++++ Page

The Trust shall register or
cause to be registered all Shares sold to you pursuant to the provisions
hereof in such names and amounts as you may request from time to time. All
Shares, when so issued and paid for, shall be fully paid and non-assessable
by the Trust (which shall not prevent the imposition of any CDSC that may
apply) to the extent set forth in the current Prospectus and/or
SAI.
5. 1933
Act Registration. The Trust has delivered to you
a copy of the current Prospectus and SAI. The Trust agrees that it will use
its best efforts to continue the effectiveness of the Registration Statement
under the 1933 Act. The Trust further agrees, at its expense, to prepare and
file any amendments to its Registration Statement as may be necessary and
any supplemental data in order to comply with the 1933 Act. The Trust will
promptly furnish you at your expense with a reasonable number of copies of
the Prospectus and SAI and any amendments thereto for use in connection with
the sale of Shares.
6. 1940
Act Registration. The Trust has registered under
the 1940 Act as an investment company, and it will use its best efforts to
maintain such registration and to comply with the requirements of the 1940
Act.

++++++++
++++ Dataset entries

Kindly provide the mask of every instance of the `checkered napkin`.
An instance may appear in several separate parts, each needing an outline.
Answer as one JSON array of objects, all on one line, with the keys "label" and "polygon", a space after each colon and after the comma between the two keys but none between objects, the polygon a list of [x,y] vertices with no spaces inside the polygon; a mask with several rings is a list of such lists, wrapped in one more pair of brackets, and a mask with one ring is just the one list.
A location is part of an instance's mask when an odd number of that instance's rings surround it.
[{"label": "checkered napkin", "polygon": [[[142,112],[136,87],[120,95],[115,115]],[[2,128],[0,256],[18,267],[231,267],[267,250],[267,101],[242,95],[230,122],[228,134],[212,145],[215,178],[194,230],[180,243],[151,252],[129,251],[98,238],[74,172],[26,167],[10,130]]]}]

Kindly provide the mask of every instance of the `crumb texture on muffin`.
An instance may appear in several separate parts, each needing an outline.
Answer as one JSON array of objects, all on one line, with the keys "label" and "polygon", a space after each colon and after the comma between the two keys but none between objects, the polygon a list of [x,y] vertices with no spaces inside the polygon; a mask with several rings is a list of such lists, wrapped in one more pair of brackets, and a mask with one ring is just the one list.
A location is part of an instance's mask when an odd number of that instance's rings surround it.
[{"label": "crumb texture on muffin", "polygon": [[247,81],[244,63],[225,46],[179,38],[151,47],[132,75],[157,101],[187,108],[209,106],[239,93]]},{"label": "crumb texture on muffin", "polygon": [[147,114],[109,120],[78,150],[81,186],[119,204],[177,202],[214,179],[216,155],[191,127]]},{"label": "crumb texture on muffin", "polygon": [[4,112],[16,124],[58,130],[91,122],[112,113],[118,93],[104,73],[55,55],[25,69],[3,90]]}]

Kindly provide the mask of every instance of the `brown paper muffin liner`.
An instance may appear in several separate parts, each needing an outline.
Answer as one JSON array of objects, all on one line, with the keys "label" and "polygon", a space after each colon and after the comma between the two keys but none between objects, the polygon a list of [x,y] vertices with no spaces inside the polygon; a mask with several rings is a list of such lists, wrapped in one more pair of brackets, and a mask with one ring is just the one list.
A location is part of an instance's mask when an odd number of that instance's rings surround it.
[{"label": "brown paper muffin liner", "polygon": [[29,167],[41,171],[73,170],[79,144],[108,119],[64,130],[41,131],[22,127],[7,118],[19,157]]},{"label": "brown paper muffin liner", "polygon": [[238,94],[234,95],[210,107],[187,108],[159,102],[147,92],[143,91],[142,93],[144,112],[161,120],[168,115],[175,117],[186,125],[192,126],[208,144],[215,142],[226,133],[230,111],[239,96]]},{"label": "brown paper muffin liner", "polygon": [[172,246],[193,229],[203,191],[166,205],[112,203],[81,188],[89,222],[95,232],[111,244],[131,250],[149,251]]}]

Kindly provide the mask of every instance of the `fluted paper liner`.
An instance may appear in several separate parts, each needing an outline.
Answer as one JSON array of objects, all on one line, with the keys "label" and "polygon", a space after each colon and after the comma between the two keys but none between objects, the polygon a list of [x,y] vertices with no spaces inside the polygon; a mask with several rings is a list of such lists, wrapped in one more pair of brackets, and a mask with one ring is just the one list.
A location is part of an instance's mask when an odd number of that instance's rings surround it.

++++++++

Task instructions ->
1. In the agreement excerpt, under which act has the Trust registered as an investment company?
2. Locate every line of the rows that contains the string "checkered", and copy each one. Case counts.
The agreement excerpt and the rows are unrelated pieces of material.

Per-task outputs ->
1. The 1940 Act.

2.
Kindly provide the mask of every instance of the `checkered napkin`.
[{"label": "checkered napkin", "polygon": [[[142,112],[136,87],[120,95],[115,115]],[[2,128],[0,256],[18,267],[231,267],[267,250],[267,101],[242,95],[230,122],[228,134],[212,145],[215,178],[194,230],[180,243],[151,252],[129,251],[98,238],[74,172],[26,167],[10,130]]]}]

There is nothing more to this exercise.